Exercise objective: The listing beneath should be written out in full, exactly as shown.

Dataset rows:
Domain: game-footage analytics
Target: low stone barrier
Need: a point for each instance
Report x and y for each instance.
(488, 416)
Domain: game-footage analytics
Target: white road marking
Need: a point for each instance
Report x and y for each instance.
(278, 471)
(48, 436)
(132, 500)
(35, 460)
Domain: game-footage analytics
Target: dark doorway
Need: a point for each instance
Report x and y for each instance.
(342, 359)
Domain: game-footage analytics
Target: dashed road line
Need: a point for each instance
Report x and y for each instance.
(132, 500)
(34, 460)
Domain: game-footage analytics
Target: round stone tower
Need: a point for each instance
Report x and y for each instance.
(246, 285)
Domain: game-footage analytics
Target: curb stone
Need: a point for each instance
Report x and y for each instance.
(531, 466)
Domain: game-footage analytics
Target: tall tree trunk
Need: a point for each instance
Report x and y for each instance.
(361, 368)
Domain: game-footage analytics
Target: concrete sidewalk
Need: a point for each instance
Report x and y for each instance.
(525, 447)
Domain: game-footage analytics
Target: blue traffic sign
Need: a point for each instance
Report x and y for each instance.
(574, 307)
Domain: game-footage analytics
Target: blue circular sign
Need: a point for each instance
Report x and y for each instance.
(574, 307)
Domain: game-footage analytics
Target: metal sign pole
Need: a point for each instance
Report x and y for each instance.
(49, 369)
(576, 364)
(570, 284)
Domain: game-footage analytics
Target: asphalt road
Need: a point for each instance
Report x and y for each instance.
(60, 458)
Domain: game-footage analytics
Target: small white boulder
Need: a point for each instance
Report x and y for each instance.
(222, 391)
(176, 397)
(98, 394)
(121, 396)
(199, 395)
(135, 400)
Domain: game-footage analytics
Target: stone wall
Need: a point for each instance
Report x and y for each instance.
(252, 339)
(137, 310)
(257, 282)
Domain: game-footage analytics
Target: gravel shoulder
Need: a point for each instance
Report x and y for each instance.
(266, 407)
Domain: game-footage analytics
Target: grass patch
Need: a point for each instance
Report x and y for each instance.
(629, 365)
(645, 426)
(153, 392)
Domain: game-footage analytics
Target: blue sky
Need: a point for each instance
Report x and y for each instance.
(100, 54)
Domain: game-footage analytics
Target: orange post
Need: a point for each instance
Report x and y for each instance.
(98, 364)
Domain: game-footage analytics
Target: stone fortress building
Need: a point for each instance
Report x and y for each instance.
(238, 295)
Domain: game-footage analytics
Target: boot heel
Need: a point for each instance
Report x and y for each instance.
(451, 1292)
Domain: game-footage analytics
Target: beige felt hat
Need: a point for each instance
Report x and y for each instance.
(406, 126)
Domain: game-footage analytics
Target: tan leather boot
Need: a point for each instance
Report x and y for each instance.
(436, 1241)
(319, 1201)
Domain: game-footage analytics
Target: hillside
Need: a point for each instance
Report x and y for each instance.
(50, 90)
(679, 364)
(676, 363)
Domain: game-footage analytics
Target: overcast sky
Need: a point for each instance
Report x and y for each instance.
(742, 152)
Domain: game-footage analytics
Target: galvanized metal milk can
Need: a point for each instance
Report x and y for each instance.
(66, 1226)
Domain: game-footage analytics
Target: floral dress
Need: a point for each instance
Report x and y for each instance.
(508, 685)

Written response:
Domain: game-footage analytics
Target: low stone barrier
Need: a point for each instance
Report x and y for each instance.
(488, 416)
Domain: game-footage analytics
Target: white road marking
Need: a point for each instance
Report x and y for each instance.
(278, 471)
(48, 436)
(132, 500)
(35, 460)
Domain: game-footage analytics
Target: dark doorway
Need: a point for each instance
Report x and y for each instance.
(342, 359)
Domain: game-footage analytics
Target: dashed road line
Need: a point for each instance
Report x and y for each instance.
(132, 500)
(34, 460)
Domain: game-footage analytics
Target: round stone tower
Need: a point for each instance
Report x and y for each instance.
(246, 285)
Domain: game-footage analytics
Target: curb stone
Need: a point for each instance
Report x and y for each instance.
(531, 466)
Domain: game-footage analytics
Target: tall tree trunk
Need: a point for each instance
Report x and y for each instance.
(361, 368)
Domain: game-footage analytics
Target: concrete sidewalk
Need: a point for each instance
Report x and y for each instance.
(525, 447)
Domain: game-footage analytics
Target: blue traffic sign
Need: a point for each instance
Report x and y for each instance.
(574, 307)
Domain: game-footage analytics
Target: blue circular sign
Need: a point for each instance
Report x and y for each instance.
(574, 307)
Domain: game-footage analytics
Target: metal sign pole
Need: a point for each instance
Report x and y for each instance.
(49, 369)
(576, 364)
(570, 284)
Domain: game-footage analytics
Target: asphalt road
Need: a point for each instance
Report x and y for each instance.
(60, 458)
Domain: game-footage analytics
Target: small white boulder
Need: a point for each instance
Report x and y for each instance.
(222, 391)
(176, 397)
(98, 394)
(121, 396)
(199, 395)
(135, 400)
Domain: game-footage analytics
Target: stone wall
Need: a point for each instance
Report x and y for each instance.
(252, 339)
(137, 310)
(257, 282)
Domain: game-footage analytics
Target: gravel shoulder
Need: a point for each instance
Report x and y for each instance.
(266, 407)
Domain: game-footage analytics
Target: grass patch
Need: a point for each instance
Report x and y for each instance.
(629, 365)
(645, 426)
(153, 392)
Domain: game-footage analytics
Target: blue sky
Need: a point for each instance
Report x and y for each instance.
(100, 54)
Domain: game-footage analytics
Target: orange post
Need: a point for each instance
Report x and y for each instance.
(98, 364)
Domain: game-footage analytics
Target: stone fortress building
Need: a point for each instance
Report x and y for each instance.
(238, 295)
Domain: game-footage analytics
Target: boot heel
Need: a point for each instance
Report x and y for each instance.
(451, 1292)
Domain: game-footage analytics
Target: beige felt hat
Need: a point for each instance
Report x and y for each instance.
(406, 126)
Domain: game-footage analytics
Target: tan leather boot
Need: a point for each instance
Report x and y for each instance.
(436, 1241)
(319, 1201)
Domain: game-footage analytics
Target: hillside
Need: a point for each instance
Report x and y for each instance.
(50, 90)
(679, 364)
(676, 363)
Domain: game-footage analytics
Target: overcast sky
Need: a point for each instance
Report x and y for each instance.
(742, 152)
Domain: game-footage analytics
Target: galvanized metal milk can
Need: a point for each instance
Report x and y for each instance.
(66, 1226)
Domain: game-footage analytics
Target: floral dress
Need: a point for each instance
Report x and y for each instance.
(508, 685)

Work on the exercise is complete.